◆ **Description of the task**: List every line in the records below that contains the word "truck".

* BEGIN Material provided *

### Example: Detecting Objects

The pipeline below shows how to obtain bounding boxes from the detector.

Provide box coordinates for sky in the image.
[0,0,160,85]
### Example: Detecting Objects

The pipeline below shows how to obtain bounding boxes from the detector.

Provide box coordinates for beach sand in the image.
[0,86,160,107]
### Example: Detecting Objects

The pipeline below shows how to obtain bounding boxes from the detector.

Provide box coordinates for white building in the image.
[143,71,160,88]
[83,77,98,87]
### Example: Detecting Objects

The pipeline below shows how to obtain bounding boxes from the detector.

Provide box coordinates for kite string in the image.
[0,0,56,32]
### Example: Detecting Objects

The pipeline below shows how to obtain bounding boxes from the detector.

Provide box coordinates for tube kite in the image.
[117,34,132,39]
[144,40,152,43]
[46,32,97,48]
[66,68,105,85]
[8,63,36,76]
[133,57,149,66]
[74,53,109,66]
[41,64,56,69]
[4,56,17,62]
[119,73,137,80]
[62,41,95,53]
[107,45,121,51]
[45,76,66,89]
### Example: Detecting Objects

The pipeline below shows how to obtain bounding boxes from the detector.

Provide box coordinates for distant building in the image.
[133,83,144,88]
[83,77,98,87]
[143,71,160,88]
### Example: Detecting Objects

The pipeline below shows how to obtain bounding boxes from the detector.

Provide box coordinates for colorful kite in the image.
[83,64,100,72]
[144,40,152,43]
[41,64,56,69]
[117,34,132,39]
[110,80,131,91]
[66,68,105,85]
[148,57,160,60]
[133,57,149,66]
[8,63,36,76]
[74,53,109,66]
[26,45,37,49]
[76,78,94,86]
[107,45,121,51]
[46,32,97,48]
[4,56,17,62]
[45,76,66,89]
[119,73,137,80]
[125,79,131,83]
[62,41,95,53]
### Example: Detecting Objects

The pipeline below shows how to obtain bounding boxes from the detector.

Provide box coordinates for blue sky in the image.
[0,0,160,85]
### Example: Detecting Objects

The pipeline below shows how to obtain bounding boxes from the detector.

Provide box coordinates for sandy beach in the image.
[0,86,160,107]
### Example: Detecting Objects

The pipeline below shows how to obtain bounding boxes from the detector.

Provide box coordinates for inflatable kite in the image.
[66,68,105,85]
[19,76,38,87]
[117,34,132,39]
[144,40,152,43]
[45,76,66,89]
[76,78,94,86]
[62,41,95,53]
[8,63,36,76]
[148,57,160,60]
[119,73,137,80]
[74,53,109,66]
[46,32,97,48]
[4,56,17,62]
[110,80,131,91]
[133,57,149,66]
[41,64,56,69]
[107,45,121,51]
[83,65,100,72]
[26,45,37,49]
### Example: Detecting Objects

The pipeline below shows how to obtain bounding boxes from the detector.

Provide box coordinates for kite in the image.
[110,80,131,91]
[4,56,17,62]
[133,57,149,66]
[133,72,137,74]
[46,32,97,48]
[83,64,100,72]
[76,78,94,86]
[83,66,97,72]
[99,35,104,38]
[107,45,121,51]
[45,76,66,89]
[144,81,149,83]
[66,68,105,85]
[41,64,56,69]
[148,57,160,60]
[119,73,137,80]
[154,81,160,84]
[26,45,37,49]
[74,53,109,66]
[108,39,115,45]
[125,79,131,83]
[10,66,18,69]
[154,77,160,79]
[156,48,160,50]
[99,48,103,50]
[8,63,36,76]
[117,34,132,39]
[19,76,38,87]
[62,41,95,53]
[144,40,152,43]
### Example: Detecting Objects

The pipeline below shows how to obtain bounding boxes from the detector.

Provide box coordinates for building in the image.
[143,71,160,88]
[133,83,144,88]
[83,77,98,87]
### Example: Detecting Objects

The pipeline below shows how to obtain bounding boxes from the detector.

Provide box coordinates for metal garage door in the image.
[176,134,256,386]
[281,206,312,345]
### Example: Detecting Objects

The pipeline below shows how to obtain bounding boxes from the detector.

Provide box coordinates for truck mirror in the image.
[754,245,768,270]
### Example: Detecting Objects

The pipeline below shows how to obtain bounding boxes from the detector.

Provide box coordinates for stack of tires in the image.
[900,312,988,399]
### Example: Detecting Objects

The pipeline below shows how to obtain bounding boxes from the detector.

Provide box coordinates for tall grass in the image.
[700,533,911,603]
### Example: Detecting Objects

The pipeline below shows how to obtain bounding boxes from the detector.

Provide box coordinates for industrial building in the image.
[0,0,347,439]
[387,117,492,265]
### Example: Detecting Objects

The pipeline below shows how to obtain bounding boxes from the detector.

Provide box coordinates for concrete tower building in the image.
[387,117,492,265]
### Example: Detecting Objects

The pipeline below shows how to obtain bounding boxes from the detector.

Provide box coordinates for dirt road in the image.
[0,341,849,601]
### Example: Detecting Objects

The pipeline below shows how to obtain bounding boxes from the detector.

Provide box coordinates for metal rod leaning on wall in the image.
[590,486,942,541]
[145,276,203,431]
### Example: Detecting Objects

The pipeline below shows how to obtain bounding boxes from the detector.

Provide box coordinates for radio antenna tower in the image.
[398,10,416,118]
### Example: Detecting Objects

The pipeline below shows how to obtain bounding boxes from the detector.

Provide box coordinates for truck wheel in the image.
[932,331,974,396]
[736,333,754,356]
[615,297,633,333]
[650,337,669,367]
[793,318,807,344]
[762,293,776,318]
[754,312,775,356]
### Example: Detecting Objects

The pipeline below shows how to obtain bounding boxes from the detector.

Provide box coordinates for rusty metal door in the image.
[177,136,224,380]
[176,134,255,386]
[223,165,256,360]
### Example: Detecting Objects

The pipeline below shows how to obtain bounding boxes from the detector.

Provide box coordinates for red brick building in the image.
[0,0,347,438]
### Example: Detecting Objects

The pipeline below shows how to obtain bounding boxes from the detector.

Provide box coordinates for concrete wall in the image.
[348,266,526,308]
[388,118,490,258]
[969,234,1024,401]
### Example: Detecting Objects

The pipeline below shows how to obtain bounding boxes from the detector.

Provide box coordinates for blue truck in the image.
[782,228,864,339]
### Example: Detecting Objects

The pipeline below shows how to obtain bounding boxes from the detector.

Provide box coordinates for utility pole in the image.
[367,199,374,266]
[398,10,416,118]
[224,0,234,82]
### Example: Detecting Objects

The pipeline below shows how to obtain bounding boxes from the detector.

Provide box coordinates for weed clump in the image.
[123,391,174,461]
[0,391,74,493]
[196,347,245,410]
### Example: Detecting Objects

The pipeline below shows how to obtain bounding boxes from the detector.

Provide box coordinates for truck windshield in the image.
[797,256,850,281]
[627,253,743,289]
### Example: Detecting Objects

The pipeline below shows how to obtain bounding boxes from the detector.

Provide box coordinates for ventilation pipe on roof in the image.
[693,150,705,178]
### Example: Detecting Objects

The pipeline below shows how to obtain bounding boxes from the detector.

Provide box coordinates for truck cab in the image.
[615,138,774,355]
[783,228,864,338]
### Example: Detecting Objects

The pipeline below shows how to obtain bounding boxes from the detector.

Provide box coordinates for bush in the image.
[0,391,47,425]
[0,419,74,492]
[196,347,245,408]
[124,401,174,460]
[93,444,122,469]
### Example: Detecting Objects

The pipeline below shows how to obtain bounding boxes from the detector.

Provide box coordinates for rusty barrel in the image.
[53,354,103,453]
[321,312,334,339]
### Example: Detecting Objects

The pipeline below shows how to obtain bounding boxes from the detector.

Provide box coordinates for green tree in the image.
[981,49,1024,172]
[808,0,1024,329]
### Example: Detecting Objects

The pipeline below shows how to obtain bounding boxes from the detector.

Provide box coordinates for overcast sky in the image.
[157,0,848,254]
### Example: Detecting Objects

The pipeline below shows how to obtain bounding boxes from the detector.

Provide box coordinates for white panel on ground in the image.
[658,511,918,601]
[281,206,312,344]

* END Material provided *

◆ **Task solution**:
Provide box coordinates for truck mirror in the image.
Provide box coordinates for truck wheel in the image.
Provide box coordinates for blue truck in the image.
Provide box coordinates for truck windshield in the image.
Provide box coordinates for truck cab in the image.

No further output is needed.